-- Start of THE RECORDS --
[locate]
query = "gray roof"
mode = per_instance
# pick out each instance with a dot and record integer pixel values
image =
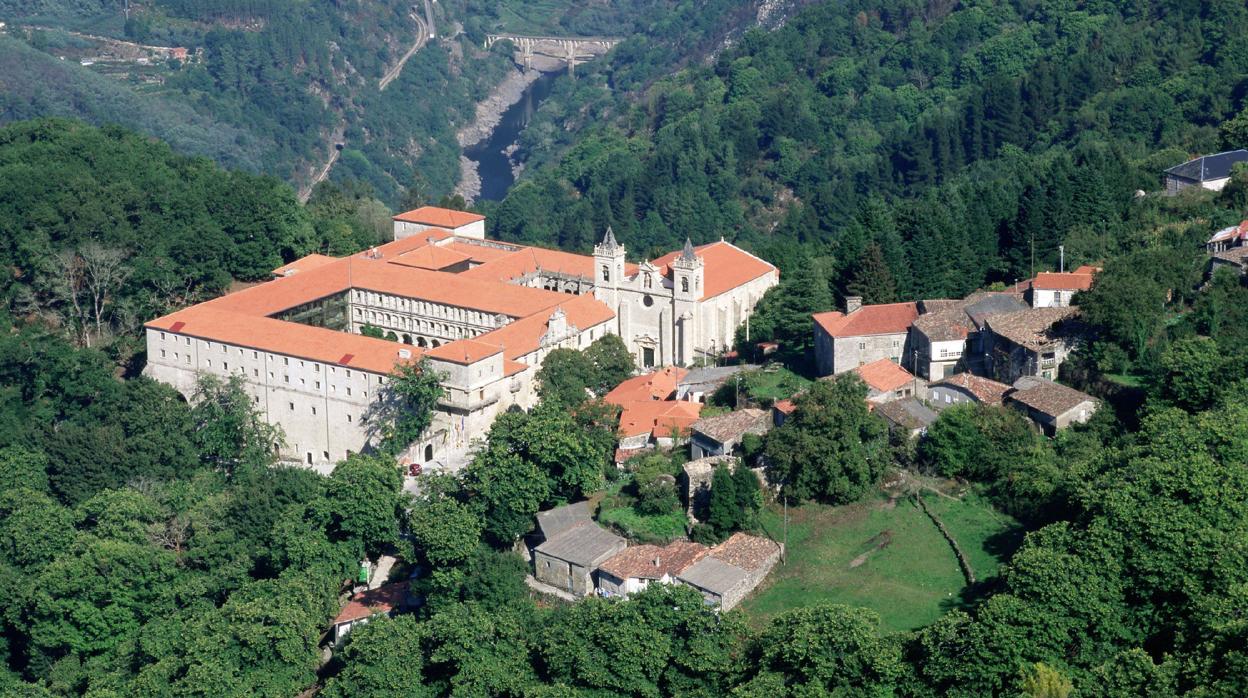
-- End of THE RECORDS --
TASK REQUIREMENTS:
Transcribe the data above line for line without changing anything, and omit the picture.

FULL OUTPUT:
[locate]
query = "gray roof"
mode = per_instance
# pick out each instance with a dot and record integer pixel values
image =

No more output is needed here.